======== Selected passage ========

1850 portrait of Alice Cary in New York City which hangs in her childhood home, Cary Cottage. Courtesy Wikimedia Commons.

Alice Cary (April 26, 1820 - February 12, 1871) was an American poet, and the older sister of fellow poet Phoebe Cary (1824-1871).

Life[]

Alice Cary was born in Mount Healthy, Ohio near Cincinnati.[1] Her parents lived on a farm bought by Robert Cary in 1813 in what is now North College Hill, Ohio. He called the 27-acre (110,000 m2) property Clovernook Farm. The farm was 10 miles 10 miles (16 km) north of Cincinnati, a good distance from schools, and the father could not afford to give their large family of 9 children a very good education. But Alice and her sister Phoebe were fond of reading and studied all they could.

======== Data shown ========

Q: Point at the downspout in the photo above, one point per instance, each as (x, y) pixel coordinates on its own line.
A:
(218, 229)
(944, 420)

========

### What is being asked
Write out the passage about Alice Cary word for word, starting at "Alice Cary (April" and ending at "all they could.".

### Solution to the problem
Alice Cary (April 26, 1820 - February 12, 1871) was an American poet, and the older sister of fellow poet Phoebe Cary (1824-1871).

Life[]

Alice Cary was born in Mount Healthy, Ohio near Cincinnati.[1] Her parents lived on a farm bought by Robert Cary in 1813 in what is now North College Hill, Ohio. He called the 27-acre (110,000 m2) property Clovernook Farm. The farm was 10 miles 10 miles (16 km) north of Cincinnati, a good distance from schools, and the father could not afford to give their large family of 9 children a very good education. But Alice and her sister Phoebe were fond of reading and studied all they could.